> _Task details_
Each line in the entries that has the word "shaped" has to be copied.

> _Extracted entries_
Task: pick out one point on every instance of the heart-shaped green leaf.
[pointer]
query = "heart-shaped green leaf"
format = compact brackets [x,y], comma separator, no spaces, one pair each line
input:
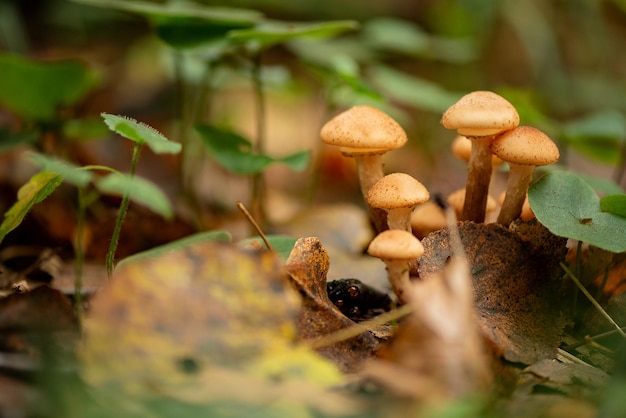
[40,186]
[140,190]
[35,90]
[141,133]
[234,152]
[615,203]
[570,208]
[272,32]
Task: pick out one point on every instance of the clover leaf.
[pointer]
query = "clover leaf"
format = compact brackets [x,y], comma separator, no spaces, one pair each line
[569,207]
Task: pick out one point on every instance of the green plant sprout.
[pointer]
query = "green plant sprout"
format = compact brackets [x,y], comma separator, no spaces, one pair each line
[140,134]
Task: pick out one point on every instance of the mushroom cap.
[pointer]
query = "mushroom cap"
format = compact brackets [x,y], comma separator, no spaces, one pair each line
[480,113]
[397,190]
[396,244]
[525,145]
[363,129]
[456,199]
[462,148]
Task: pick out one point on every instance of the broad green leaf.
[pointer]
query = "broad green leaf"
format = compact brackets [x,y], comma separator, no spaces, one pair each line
[200,237]
[281,244]
[418,92]
[234,152]
[71,173]
[35,90]
[568,206]
[141,133]
[271,32]
[140,190]
[597,135]
[40,186]
[615,203]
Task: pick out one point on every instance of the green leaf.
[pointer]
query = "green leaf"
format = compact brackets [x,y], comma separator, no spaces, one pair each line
[199,238]
[40,186]
[10,140]
[71,173]
[568,206]
[597,135]
[35,90]
[414,91]
[140,190]
[234,152]
[281,244]
[271,32]
[615,203]
[141,133]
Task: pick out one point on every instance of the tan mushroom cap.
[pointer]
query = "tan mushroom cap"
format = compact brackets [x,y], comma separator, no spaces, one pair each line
[396,244]
[480,113]
[363,129]
[525,145]
[397,190]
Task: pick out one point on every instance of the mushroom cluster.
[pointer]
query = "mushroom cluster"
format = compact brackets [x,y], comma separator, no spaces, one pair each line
[488,136]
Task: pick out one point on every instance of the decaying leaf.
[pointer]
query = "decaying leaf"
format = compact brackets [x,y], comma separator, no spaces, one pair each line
[307,266]
[167,324]
[437,352]
[515,287]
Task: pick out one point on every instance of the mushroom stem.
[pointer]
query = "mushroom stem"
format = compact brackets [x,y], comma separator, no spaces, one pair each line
[478,179]
[400,218]
[516,189]
[370,169]
[398,275]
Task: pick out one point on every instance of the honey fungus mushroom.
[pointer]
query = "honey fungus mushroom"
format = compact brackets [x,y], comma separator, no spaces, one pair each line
[397,194]
[479,116]
[396,247]
[524,148]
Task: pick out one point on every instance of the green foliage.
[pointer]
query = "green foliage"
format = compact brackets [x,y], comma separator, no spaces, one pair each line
[570,208]
[40,186]
[234,152]
[141,134]
[35,90]
[139,190]
[598,135]
[199,238]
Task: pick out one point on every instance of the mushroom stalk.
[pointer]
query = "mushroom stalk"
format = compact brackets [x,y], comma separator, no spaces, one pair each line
[399,278]
[520,177]
[478,179]
[370,168]
[400,218]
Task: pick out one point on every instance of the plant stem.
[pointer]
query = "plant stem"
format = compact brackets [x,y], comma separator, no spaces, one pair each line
[592,300]
[110,258]
[257,194]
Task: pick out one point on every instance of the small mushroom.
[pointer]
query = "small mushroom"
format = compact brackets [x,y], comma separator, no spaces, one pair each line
[396,247]
[524,148]
[397,194]
[479,116]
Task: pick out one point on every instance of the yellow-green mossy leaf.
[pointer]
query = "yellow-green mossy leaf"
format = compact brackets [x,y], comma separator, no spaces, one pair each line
[164,322]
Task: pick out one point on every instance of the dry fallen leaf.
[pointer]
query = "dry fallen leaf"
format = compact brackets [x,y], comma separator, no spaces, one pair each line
[516,291]
[162,325]
[307,266]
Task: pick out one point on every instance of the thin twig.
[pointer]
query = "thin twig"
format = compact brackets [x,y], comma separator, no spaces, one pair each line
[592,300]
[356,329]
[256,226]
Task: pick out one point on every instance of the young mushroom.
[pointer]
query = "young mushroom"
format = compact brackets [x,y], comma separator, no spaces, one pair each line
[524,148]
[397,194]
[479,116]
[396,247]
[365,133]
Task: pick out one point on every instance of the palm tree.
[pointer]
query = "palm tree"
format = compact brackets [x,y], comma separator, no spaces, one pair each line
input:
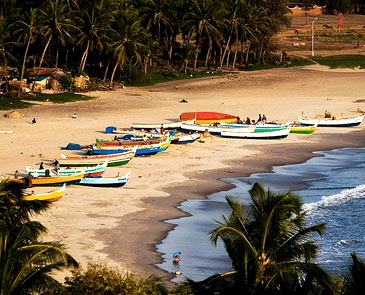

> _Written response_
Task: pick out one point on every instance of the heart-shaped green leaf.
query = "heart-shaped green leaf"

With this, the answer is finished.